* **PROBLEM DESCRIPTION**: Transcribe the listing below word for word, starting with its first line and going on through the line that contains "429], [337, 411]]", including that line.

* **DATASET EXTRACT**:

____

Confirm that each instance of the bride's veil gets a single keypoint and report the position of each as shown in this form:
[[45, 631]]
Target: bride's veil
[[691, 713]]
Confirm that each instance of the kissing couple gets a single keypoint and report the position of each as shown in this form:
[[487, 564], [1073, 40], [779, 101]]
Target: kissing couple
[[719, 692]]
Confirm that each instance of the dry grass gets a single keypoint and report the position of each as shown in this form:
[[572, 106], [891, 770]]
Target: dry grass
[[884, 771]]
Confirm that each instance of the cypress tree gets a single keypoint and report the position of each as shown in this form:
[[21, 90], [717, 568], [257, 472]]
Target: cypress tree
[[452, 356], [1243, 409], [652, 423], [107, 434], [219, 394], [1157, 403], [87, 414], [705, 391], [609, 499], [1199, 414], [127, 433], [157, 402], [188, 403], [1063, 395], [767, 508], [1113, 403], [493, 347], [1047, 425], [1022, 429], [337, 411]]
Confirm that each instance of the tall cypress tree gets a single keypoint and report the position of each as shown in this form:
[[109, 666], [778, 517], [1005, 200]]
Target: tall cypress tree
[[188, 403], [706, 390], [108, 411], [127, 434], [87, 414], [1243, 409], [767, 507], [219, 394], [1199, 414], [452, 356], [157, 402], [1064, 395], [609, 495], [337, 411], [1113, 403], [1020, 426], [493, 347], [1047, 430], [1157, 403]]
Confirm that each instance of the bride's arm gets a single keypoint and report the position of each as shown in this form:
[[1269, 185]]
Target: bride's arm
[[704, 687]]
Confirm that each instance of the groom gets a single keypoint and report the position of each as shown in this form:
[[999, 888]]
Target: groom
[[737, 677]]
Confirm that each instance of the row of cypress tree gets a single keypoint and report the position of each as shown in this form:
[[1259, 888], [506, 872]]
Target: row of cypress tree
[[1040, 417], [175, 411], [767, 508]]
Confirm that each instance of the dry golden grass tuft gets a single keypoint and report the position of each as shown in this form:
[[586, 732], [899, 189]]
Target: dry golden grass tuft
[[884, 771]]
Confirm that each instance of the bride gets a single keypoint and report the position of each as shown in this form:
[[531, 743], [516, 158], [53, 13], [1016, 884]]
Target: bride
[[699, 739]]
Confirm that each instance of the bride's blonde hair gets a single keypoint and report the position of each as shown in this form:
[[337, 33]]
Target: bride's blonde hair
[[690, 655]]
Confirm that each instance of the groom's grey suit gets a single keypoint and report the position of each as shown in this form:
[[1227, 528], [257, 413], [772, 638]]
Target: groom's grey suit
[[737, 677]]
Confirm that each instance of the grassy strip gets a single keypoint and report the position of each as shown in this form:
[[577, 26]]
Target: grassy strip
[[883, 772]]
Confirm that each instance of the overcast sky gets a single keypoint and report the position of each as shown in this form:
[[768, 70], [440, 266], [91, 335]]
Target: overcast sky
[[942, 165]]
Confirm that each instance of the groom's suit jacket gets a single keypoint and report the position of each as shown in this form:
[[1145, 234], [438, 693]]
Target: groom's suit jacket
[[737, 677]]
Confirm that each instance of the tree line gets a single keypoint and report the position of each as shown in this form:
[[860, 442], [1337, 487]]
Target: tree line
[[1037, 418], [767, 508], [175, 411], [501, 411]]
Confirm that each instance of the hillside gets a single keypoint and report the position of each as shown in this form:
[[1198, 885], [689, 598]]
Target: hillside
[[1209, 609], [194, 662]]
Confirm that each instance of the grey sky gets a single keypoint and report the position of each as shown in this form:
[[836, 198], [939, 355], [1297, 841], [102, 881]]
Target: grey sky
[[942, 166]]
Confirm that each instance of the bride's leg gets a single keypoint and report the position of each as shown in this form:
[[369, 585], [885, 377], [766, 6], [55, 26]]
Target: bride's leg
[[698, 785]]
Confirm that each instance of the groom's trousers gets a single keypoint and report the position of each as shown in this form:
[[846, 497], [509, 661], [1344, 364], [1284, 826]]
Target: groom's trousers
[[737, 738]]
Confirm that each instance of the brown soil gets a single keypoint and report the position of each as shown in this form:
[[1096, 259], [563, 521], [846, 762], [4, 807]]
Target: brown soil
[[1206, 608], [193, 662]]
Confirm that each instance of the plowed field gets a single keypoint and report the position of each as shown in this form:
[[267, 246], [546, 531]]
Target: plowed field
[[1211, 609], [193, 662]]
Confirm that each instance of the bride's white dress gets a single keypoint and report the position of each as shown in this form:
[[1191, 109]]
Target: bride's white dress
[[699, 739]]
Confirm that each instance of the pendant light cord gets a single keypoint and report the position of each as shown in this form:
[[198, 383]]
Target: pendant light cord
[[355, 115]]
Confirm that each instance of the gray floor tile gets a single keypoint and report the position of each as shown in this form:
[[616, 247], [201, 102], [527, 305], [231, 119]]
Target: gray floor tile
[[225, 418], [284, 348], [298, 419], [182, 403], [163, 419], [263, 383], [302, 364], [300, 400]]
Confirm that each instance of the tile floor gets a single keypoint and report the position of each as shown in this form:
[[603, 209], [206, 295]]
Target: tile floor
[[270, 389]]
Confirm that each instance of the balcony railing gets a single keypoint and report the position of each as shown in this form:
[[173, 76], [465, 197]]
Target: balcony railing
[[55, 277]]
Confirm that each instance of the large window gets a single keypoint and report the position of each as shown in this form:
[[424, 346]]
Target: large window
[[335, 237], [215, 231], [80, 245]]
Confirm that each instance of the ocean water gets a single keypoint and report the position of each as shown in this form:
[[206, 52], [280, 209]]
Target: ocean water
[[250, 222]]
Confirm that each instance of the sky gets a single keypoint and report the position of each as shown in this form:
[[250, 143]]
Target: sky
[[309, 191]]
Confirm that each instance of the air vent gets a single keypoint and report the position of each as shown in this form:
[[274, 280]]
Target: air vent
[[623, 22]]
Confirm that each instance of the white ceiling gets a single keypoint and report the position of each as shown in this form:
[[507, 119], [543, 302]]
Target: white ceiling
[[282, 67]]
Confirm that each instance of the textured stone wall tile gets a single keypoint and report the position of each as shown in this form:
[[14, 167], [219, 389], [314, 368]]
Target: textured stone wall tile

____

* **WRITTEN SOLUTION**:
Confirm that each instance of the bride's veil gets a single keypoint and report the position of each as shown in this form:
[[45, 631]]
Target: bride's veil
[[691, 713]]
Confirm that each instance of the kissing couple gets a single keypoint and report the position of each as shown in this form:
[[487, 564], [1073, 40], [779, 101]]
Target: kissing couple
[[719, 692]]
Confirm that each instance of the dry grass gets a single keypoint and report the position of each as shown in this form:
[[572, 106], [891, 770]]
Target: dry grass
[[884, 771]]
Confirm that each instance of the cypress tree gets a single keypoint and report the position of each as shown in this form:
[[21, 90], [717, 568], [257, 472]]
Target: cypress tree
[[452, 356], [1243, 409], [652, 423], [107, 434], [219, 394], [1157, 403], [87, 414], [705, 391], [609, 499], [1199, 414], [127, 433], [157, 402], [188, 403], [1063, 395], [767, 508], [1113, 403], [493, 347], [1047, 425], [1022, 429], [337, 411]]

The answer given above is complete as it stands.